Short task
Give the material once more, word for word, without any images.

Recorded information
■ ■ ■ ■

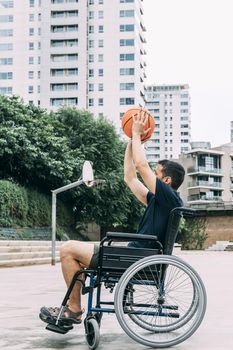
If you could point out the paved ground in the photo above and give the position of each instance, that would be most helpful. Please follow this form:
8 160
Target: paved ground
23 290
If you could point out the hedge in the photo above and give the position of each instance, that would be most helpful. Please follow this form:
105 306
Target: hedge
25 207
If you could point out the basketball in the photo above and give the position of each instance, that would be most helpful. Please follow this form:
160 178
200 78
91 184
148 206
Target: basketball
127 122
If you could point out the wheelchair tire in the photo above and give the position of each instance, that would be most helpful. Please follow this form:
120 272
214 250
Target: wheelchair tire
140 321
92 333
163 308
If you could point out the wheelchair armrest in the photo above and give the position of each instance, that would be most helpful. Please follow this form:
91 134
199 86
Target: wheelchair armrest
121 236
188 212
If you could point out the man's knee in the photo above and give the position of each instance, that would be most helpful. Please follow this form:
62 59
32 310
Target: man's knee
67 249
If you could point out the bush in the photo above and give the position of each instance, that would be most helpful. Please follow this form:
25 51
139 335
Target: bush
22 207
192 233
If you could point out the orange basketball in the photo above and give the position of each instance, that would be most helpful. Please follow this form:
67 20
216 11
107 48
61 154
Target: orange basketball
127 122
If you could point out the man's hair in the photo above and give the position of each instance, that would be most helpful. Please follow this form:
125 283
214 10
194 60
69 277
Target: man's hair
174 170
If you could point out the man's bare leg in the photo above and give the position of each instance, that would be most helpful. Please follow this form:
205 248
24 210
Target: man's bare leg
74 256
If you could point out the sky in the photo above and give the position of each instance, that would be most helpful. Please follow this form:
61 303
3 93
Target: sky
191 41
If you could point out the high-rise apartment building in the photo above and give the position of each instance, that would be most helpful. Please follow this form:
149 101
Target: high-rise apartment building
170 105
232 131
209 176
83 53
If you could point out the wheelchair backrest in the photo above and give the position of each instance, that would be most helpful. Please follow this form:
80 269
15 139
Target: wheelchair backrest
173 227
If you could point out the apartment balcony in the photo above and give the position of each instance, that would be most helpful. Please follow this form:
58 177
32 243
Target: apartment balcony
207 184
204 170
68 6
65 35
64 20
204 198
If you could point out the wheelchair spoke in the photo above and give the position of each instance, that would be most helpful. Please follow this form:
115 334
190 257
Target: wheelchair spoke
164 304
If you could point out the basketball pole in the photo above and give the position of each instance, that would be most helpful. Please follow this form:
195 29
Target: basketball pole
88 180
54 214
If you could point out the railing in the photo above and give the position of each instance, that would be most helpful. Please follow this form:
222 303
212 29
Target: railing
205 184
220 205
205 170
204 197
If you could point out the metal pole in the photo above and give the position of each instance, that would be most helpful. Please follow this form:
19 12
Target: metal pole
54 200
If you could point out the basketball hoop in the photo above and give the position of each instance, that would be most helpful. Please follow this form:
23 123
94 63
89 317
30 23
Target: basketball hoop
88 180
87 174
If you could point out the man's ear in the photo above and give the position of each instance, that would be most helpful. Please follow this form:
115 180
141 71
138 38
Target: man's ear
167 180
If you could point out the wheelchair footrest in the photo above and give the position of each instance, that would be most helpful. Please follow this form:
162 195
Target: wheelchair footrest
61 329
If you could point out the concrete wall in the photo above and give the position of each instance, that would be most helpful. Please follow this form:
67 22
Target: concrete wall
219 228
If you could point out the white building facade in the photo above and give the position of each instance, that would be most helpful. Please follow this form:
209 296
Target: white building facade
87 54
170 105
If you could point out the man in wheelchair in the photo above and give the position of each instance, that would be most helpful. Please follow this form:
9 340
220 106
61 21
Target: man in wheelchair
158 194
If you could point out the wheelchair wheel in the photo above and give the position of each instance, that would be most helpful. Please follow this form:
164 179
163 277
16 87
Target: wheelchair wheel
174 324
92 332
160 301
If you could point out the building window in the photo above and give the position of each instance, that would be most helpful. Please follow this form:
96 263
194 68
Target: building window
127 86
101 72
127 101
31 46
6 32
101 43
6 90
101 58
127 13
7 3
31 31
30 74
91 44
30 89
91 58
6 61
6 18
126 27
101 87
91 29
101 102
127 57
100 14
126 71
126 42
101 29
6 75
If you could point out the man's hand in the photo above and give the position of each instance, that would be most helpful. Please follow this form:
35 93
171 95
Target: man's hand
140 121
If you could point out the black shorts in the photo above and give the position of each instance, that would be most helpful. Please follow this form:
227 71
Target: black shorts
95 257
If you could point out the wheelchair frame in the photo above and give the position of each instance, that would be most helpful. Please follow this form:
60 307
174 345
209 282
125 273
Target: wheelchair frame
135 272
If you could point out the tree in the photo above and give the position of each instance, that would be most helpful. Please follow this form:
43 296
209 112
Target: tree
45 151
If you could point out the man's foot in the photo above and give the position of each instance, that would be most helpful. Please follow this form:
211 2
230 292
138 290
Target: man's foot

■ ■ ■ ■

Output of the exercise
If you could point out the paved ground in the photo above and give the position of each instance, that would be most helpful. Please follow this form:
8 160
Target: paved ground
23 290
If you could point out the hedge in the photo above and give the position of each instance, that would be most helpful. Please follow this form:
105 306
Target: hedge
25 207
If you could point out the basketball in the photo above and give the position of each instance, that would be most helpful. Please follow this form:
160 178
200 78
91 184
148 206
Target: basketball
127 122
If you could point out the wheelchair tire in the photo above and give the position of each instance, that would be most helpful. Please follow this form:
120 272
214 250
Target: wheelchair tire
140 321
92 333
163 308
If you could point out the wheelchair armrest in the photo above and give the position of each instance, that would be most helpful. Please follow this form:
91 134
199 86
Target: wheelchair armrest
121 236
188 212
If you could point out the man's knee in the photo above and give the position of each instance, that would be most helpful. Please follow this form:
62 59
32 310
Target: man's knee
67 249
If you could point out the bush in the photo above and give the position of each instance, that would be most helpful. Please follow this form:
25 51
139 335
Target: bush
22 207
192 233
If you could point out the orange basketball in the photo above and give the position of each instance, that would be most helpful. Please follow this form:
67 20
216 11
107 48
61 154
Target: orange basketball
127 122
If you could point out the man's hair in the photo above and give the position of each instance, that would be most helpful. Please follow this form:
125 283
214 10
194 60
69 277
Target: man's hair
174 170
If you could point out the man's bare leg in the photo above and give the position of each instance, that would be most helpful. Please follow this form:
205 248
24 210
Target: man's bare leg
74 256
If you could point out the sky in the photo above and give the position of each instance, that would be most helpful. Please follow this form:
61 303
3 93
Target: sky
191 41
If you could point out the high-rise apartment building in the photo above and give the position of each instance, that would be most helpful. Please follow this form:
149 101
Target: high-rise apartment building
170 105
232 131
209 176
83 53
If you could point out the wheelchair backrest in the photo above and give the position of each instance, that would be most helpful. Please follow this form:
80 269
15 139
Target: wheelchair backrest
173 227
If you could point out the apartment balcony in the photo above and give the position of each instance, that would be most helpful. Please follow this form:
58 177
32 243
Target: apartment balcony
207 184
204 170
68 6
65 35
64 20
204 198
If you could point out the wheelchair spoke in the photo above and give the position of each instance, that would be most helpful. Please follow this form:
115 334
190 257
Target: wheelchair spoke
164 304
If you could point out the basketball pole in the photo above and give the position of each instance, that would be most helpful. Please follow this form:
195 29
Target: basketball pole
88 180
54 214
If you could point out the railing in the photo above and give the position of each instance, that would be most helpful. Please follow this form:
222 303
212 29
Target: railing
205 184
220 205
205 170
204 197
If you could point out the metal pole in the photo above and give the position of each instance, that would be most helpful. Please follow this form:
19 12
Target: metal pole
54 200
If you could point out the basketball hoop in the photo above and give the position of each instance, that would be most helpful. Please follow this form:
23 123
94 63
89 317
30 23
Target: basketball hoop
88 180
87 174
If you could point out the man's ear in the photo above and give the position of each instance, that would be most helpful. Please follow this form:
115 180
141 71
138 38
Target: man's ear
167 180
If you could point out the wheelchair footrest in the photo above and give the position of each instance, that would be most helpful. Please follow this form:
162 195
Target: wheelchair footrest
61 329
If you could point out the concrete wall in the photo above and give the position of each instance, that would be most helpful. Please follow this form:
67 22
Target: concrete wall
219 228
If you could point out the white building facade in the photo above and give the position of each instance, that would be most helpful. Please follow this form:
209 296
Target: white building facade
87 54
170 105
If you could point out the man in wheelchair in the photo above and give the position of each instance, that would be most helpful. Please follow this form:
9 340
220 106
61 21
Target: man in wheelchair
158 194
If you could point out the wheelchair wheel in the photo above and give the position of each instance, that would be most helpful. Please follow this form:
164 179
163 277
16 87
Target: wheelchair wheel
174 324
92 332
160 301
If you could point out the building window in the photo above and give the position of each instance, that would be most helpful. Please follow this form:
96 263
194 68
Target: building window
127 86
101 72
127 101
31 46
6 32
101 43
6 90
101 58
127 13
7 3
31 31
30 74
91 44
30 89
91 58
6 61
6 18
126 27
101 87
91 29
101 102
127 57
100 14
126 71
126 42
101 29
6 75
If you could point out the man's hand in the photo above and give the position of each instance, that would be most helpful. Please follow this form:
35 93
171 95
Target: man's hand
140 121
If you could point out the black shorts in the photo above and give the position of each instance, that would be most helpful. Please follow this form:
227 71
Target: black shorts
95 257
If you could point out the wheelchair frame in the photo above and give the position of each instance, that would be most helpful. Please follow this form:
60 307
174 345
209 282
125 273
Target: wheelchair frame
135 272
If you could point out the tree in the photo above and give the position of each instance, that would be most helpful. Please follow this form:
43 296
209 112
Target: tree
45 151
If you could point out the man's foot in the photo above and give the position of each instance, that would be most helpful. Please follow this form:
211 2
230 292
138 290
Target: man's foot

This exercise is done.